====== Bagian Teks

Selain itu, shina soba yang nantinya dijuluki ramen juga berwarna kuning, berbeda dengan soba Jepang yang pucat. Popularitas ramen di Jepang kian melejit pada awal abad ke-20.
Laju industrialisasi dan urbanisasi yang terus menggeliat dibarengi dengan mekanisasi demi efisiensi waktu.
Fenomena ini berdampak pada produksi ramen yang tak lagi diregangkan dengan tangan manusia, melainkan dengan mesin. Penyiapannya pun tergolong singkat, sedangkan nilai gizinya cukup baik untuk kalangan pekerja yang hanya punya sedikit waktu istirahat.
Di masa ini pula, Jepang menginvasi dan menguasai China.

============
====== Data yang Diberikan

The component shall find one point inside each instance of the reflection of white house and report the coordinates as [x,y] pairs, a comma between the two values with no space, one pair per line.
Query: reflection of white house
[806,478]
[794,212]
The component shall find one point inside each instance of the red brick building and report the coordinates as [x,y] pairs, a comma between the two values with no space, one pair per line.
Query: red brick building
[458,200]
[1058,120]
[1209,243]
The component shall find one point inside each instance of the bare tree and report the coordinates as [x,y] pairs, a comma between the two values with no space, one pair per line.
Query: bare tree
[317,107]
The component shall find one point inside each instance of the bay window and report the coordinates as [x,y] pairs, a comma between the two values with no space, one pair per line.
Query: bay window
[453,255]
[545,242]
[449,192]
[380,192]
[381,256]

============

• Latihan:
Kembalikan salinan persis dari teks tentang ramen, yaitu semua isinya mulai dari "Selain itu, shina" terus ke bawah sampai "awal abad ke-20.".

• Jawaban Soal:
Selain itu, shina soba yang nantinya dijuluki ramen juga berwarna kuning, berbeda dengan soba Jepang yang pucat. Popularitas ramen di Jepang kian melejit pada awal abad ke-20.